Region pointing data

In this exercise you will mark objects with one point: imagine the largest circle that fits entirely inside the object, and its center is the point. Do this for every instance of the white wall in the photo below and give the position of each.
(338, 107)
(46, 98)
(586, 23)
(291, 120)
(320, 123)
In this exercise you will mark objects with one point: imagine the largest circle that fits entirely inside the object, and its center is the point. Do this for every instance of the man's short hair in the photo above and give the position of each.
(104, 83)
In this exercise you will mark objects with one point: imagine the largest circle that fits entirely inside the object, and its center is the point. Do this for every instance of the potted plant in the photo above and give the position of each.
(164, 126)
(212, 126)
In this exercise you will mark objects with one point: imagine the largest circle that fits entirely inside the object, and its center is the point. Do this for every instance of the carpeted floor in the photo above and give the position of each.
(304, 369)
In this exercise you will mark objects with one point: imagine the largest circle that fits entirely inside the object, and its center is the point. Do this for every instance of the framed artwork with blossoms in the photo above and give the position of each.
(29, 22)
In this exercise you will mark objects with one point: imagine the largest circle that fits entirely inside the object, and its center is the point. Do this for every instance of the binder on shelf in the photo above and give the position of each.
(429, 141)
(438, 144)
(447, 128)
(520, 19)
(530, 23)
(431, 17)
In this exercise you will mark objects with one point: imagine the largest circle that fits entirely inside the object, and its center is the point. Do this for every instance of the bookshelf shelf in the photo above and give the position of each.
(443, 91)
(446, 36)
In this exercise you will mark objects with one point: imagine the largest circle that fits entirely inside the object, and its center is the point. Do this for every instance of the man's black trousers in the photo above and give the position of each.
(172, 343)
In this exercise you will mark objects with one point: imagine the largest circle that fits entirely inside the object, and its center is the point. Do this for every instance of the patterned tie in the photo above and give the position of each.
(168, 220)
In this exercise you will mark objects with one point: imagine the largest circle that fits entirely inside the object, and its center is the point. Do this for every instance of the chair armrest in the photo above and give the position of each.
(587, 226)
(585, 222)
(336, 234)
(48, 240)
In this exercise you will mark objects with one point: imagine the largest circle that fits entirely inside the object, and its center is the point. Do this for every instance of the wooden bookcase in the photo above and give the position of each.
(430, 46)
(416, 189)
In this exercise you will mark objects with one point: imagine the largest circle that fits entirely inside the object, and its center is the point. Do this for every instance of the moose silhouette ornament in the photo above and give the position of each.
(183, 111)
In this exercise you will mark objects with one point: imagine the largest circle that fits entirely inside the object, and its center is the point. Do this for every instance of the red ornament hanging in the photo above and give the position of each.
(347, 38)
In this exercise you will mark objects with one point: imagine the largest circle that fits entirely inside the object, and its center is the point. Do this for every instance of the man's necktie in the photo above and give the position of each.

#### [ABOUT THIS TASK]
I'd like all of the entries written out again exactly as they appear above.

#### [PROBLEM SOLUTION]
In this exercise you will mark objects with one point: imagine the largest circle that fits entirely inside the object, and its center is the point. Do this for every instance of the white wall in the photo below and give the position of each.
(338, 107)
(46, 98)
(586, 23)
(291, 120)
(320, 123)
In this exercise you will mark objects with one point: imagine the largest circle that fits entirely inside the object, and its center is the point. Do this for every instance of the man's short hair in the photo above and give the position of each.
(104, 83)
In this exercise you will mark objects with one point: imagine the largest circle that fits entirely inside the object, and its center is the point. Do this for every instance of the potted plant in the photo above and give the position of each.
(164, 126)
(212, 126)
In this exercise you will mark objects with one point: imagine the largest circle that fits entirely inside the object, and its center is the point. Do this for every instance of the carpeted floor in the photo above and give the position of each.
(304, 369)
In this exercise you will mark objects with one point: imagine the largest circle that fits entirely inside the object, and its center is the point. Do this for every instance of the framed artwork with blossoms in the photo above and give the position of each.
(29, 22)
In this exercise you will mark objects with one point: imagine the largest circle that fits entirely inside the object, and its center is the point. Do this for every instance of the binder on shelf in the photo above and give the position of each.
(429, 141)
(438, 144)
(447, 128)
(520, 19)
(530, 23)
(431, 17)
In this exercise you will mark objects with one point: imagine the largest circle that fits entirely inside the object, and its center is the point. Do this for every instance of the bookshelf shelf in the photo above and give the position of each.
(443, 91)
(446, 36)
In this exercise you will mark objects with one point: imagine the largest circle that fits entirely inside the object, and its center is the point. Do this for every instance of the man's black trousers in the photo above and give the position of each.
(172, 343)
In this exercise you will mark objects with one point: imagine the largest circle that fits entirely inside the object, and its center is the point. Do this for every instance of the patterned tie in the photo above and give the position of each.
(168, 220)
In this exercise you will mark objects with one point: imagine the largest circle that fits entirely inside the object, and its center is the point. Do this for every instance of the chair armrest in the photo above and give the position of each.
(587, 226)
(585, 222)
(336, 234)
(48, 240)
In this exercise you will mark objects with one point: imagine the largest circle that fits entirely inside the object, and its center is the point. Do this for every instance of the wooden bookcase in the photo above and give the position of each.
(430, 46)
(416, 189)
In this exercise you will mark objects with one point: imagine the largest circle that fits entirely inside the object, and its center is the point. Do this for every instance of the moose silhouette ornament in the photo above and give the position of each.
(183, 111)
In this exercise you will mark objects with one point: imagine the largest circle that fits entirely inside the object, and its center is the point. Do this for every instance of the red ornament hanging in the photo above and give the position of each.
(347, 38)
In this exercise you will mark objects with one point: imagine the largest circle that fits entirely inside the object, and its center is the point. Do this for every instance of the man's necktie in the photo above and give the position of each.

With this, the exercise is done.